__Brano da leggere__.
La terra continua a tremare, ma non c'è tempo per accorgersene. Ai danni ed al numero incredibile di vittime, si aggiungono danni immediati. Come la possibilità di epidemie, in considerazione delle fogne a cielo aperto, che rischiano di miscelarsi con l'acqua potabile, rendendo possibile una qualche epidemia. O della convivenza fra superstiti e cadaveri, ammassati a migliaia ai margini delle strade: si temono febbre tifoidea e colera. Ed il clima haitiano – caldo ed umido - di certo non aiuta.

 

I primi soccorsi sono arrivati da varie organizzazioni umanitarie, fra cui Medici Senza Frontiere, che proprio ad Haiti ha una missione stabile da diversi anni. La loro base è stata immediatamente resa disponibile per accogliere i feriti, visto il crollo rovinoso di tre dei quattro ospedali della capitale Port-Au-Prince ed il sovraffollamento dell'unico rimasto in piedi.

Voci salvate
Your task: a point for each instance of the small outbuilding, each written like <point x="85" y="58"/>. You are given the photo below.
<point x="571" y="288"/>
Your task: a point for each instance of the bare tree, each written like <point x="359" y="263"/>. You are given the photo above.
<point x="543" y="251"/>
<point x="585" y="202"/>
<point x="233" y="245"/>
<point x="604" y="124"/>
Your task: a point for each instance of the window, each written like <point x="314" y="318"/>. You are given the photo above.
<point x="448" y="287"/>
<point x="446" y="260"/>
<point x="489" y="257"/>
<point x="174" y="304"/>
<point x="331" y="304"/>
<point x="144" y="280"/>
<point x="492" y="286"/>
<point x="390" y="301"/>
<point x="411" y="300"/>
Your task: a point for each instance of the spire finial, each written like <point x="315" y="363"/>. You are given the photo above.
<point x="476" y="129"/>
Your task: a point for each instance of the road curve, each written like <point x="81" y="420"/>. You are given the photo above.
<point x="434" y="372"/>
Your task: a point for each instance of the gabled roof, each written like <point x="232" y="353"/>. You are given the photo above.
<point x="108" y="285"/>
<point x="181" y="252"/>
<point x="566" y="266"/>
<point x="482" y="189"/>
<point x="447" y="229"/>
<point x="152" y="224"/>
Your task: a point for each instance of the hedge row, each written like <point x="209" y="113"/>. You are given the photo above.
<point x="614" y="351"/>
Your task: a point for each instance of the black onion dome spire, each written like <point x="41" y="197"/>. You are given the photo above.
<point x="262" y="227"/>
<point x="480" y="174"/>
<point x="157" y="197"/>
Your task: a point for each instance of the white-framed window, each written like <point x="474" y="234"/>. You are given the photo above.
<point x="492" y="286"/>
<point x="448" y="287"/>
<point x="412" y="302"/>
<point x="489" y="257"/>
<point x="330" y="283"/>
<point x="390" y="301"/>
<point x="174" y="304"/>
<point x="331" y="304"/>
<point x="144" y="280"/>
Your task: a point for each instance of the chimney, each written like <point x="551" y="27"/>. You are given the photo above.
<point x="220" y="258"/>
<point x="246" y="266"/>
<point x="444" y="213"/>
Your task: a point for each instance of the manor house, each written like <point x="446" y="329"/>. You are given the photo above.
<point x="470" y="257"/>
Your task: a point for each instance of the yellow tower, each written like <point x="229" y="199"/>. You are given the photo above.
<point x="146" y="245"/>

__Quesito 1__.
Riscrivi il brano sul terremoto ad Haiti da "I primi soccorsi" a "rimasto in piedi.", mettendo "Croce Rossa" al posto di "Medici Senza Frontiere".
__Quesito 2__.
Rispondi a queste domande sul brano sul terremoto ad Haiti:
(a) Quali malattie si temono?
(b) Com'è il clima haitiano?
(c) Quanti ospedali della capitale sono crollati?
__Quesito 3__.
Prosegui il brano sul terremoto ad Haiti, riprendendo subito dopo l'ultima frase.

__Risposta 1__.
I primi soccorsi sono arrivati da varie organizzazioni umanitarie, fra cui Croce Rossa, che proprio ad Haiti ha una missione stabile da diversi anni. La loro base è stata immediatamente resa disponibile per accogliere i feriti, visto il crollo rovinoso di tre dei quattro ospedali della capitale Port-Au-Prince ed il sovraffollamento dell'unico rimasto in piedi.

__Risposta 2__.
(a) Febbre tifoidea e colera.
(b) Caldo e umido.
(c) Tre dei quattro.

__Risposta 3__.
 

L'aeroporto di Port-Au-Prince, subito reso agibile dai Marines statunitensi, non riesce ad accogliere i tanti voli in arrivo da tutto il Pianeta. Le piste di atterraggio sono affollate. Si rischia il caos.

 

Alla tragedia umana e naturale, ora si guarda anche allo sciacallaggio: i primi casi già ieri, al secondo giorno dopo il sisma. Come capita sempre. C'è chi trova il tempo di approfittare dei morti e del dolore umano.

 

Le agenzie giornalistiche lavorano alacremente, i Governi internazionali creano piani strategici per gli interventi.

 

In tutto questo, c'è spazio persino per qualche gaffe memorabile. Qualcuno ha mal visto ad esempio, l'articolo apparso ieri 14 Gennaio 2010 sulla prima pagina de "Il Giornale". L'autore, Nicola Porro, ha titolato: ""Haiti, catastrofe dell'anticapitalismo". E nell'articolo scrive: «noi quella miseria ce la siamo lasciata alle spalle e molti secoli fa. Tuttavia noi occidentali abbiamo la presunzione di avere saputo domare la natura per sempre. Il dramma che si sta consumando in queste ore ci ricorda dell'impotenza dell'uomo. Ma nello stesso tempo della sua forza. E' questa la feroce contraddizione a cui ci riporta il dramma di Haiti»

 

 

La miseria conta i morti. Anche oggi. Come ieri.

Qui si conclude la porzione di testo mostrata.